_Provided material:_
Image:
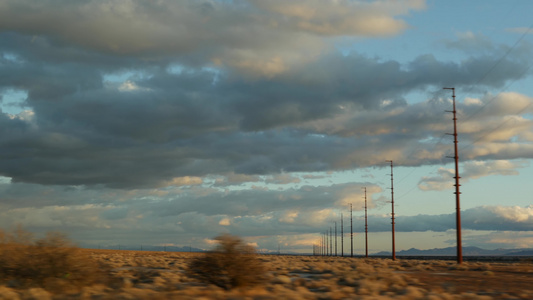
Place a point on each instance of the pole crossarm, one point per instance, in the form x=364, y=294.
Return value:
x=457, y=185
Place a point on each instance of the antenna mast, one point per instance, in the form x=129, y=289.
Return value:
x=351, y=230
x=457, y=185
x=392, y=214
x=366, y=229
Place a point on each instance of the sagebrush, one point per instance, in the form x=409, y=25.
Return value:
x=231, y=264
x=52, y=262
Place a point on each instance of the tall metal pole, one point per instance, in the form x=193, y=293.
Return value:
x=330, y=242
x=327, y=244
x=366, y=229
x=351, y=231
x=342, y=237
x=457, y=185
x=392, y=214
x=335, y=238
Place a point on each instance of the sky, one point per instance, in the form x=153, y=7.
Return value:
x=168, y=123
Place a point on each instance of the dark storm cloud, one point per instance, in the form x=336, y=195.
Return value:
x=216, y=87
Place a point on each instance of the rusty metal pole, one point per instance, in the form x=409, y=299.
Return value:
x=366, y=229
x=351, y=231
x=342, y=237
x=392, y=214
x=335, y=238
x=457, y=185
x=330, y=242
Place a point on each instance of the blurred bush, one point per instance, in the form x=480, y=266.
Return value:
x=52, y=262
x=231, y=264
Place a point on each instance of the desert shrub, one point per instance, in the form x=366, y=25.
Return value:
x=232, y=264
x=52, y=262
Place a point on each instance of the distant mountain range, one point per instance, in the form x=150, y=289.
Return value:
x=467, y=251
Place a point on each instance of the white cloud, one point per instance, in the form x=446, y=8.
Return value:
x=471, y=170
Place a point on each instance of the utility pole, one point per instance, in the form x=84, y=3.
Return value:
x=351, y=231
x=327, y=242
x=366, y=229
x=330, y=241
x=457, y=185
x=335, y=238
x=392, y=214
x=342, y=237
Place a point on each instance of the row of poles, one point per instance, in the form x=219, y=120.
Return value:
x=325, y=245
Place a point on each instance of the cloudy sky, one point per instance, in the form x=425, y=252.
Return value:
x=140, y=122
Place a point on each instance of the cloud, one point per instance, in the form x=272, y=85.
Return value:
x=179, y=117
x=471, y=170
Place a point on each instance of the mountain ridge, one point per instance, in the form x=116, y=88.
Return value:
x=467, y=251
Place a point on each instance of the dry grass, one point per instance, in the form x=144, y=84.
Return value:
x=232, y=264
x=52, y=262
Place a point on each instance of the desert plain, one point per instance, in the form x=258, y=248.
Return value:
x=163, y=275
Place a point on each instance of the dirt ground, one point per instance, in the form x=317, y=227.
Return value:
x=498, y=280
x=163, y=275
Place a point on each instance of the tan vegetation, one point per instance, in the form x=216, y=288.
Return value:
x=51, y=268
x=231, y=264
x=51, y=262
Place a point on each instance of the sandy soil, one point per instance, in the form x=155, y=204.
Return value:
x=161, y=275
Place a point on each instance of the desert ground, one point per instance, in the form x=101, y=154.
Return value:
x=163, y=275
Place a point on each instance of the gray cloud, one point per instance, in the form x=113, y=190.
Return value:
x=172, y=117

...

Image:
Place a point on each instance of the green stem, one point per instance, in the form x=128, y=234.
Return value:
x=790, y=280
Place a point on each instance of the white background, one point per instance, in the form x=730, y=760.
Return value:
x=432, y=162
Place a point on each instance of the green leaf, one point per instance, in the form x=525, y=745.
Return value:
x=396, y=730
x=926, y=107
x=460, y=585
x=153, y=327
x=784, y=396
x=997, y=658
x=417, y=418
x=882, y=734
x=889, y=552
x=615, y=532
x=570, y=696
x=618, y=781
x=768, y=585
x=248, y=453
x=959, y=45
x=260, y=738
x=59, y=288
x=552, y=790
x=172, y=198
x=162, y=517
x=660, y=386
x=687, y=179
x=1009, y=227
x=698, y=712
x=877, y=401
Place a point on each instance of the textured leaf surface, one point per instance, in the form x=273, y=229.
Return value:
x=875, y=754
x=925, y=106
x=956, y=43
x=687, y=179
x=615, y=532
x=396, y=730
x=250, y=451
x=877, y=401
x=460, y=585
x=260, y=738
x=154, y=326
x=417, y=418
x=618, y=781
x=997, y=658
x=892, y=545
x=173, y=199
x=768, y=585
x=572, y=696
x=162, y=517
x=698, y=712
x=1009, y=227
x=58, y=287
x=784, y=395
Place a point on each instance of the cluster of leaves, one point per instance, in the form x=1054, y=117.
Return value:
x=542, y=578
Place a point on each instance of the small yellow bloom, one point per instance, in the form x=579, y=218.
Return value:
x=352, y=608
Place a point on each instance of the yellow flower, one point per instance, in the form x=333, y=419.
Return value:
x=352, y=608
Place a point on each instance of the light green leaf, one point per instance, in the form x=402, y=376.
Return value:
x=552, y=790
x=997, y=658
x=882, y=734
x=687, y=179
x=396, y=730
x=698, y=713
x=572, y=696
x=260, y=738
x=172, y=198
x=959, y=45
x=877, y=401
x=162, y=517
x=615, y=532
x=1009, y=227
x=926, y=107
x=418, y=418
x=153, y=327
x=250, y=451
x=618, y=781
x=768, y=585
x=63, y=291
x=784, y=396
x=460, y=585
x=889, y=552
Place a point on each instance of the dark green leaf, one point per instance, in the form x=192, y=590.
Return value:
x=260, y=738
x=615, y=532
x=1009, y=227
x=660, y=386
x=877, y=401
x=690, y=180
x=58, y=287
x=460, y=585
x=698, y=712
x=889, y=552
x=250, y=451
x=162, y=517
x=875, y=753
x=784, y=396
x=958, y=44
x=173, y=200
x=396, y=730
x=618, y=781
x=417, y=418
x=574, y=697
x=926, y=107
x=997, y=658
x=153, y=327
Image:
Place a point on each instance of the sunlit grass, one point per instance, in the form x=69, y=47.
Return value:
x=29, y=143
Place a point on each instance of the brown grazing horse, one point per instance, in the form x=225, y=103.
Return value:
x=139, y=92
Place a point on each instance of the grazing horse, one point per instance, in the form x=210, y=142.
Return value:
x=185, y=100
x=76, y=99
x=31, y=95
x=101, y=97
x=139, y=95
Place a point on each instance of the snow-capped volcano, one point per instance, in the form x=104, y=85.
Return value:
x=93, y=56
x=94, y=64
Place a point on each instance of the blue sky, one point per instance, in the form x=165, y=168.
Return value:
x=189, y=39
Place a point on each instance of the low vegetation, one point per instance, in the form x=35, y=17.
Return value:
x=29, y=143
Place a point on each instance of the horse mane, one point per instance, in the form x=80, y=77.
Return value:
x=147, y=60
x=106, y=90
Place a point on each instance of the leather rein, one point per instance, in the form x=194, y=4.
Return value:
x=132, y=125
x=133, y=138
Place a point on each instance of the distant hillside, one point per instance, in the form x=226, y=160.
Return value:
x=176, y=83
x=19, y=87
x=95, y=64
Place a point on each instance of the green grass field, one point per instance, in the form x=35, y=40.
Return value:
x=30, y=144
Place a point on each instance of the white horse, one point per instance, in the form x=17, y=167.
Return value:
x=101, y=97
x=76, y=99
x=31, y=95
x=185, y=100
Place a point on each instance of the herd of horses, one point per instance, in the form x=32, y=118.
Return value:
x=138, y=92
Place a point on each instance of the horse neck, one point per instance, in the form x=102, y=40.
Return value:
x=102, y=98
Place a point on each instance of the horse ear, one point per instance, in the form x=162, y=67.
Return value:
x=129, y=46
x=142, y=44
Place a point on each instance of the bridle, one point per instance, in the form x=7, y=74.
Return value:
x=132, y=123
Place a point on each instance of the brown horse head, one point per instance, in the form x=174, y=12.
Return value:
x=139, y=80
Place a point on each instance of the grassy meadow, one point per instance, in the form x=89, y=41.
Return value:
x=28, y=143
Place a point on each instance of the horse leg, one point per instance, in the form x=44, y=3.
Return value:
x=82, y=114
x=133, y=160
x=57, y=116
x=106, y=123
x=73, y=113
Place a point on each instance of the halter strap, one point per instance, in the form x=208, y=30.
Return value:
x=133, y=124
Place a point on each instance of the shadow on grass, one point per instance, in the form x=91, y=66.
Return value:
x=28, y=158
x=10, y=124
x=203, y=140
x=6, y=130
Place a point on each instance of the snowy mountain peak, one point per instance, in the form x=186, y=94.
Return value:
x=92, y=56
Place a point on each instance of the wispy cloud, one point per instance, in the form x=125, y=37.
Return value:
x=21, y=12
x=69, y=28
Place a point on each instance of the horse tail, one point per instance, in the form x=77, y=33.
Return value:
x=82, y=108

_Stated exercise:_
Copy the data again, starting at the line that contains "Place a point on each instance of the sandy" and stopping after the line that contains "x=172, y=117", with the requests included. Move each answer point by adding 141 to both its x and y coordinates, and leave the sample coordinates in the requests unchanged.

_Response to this exercise:_
Place a point on each instance of the sandy soil, one point per instance, in the form x=155, y=204.
Return value:
x=302, y=416
Place a point on each instance of the desert ground, one point per instance, in the form x=101, y=154.
Return value:
x=304, y=416
Place a point on each instance of the gray cloud, one point per instance, in the form x=113, y=190.
Return value:
x=313, y=258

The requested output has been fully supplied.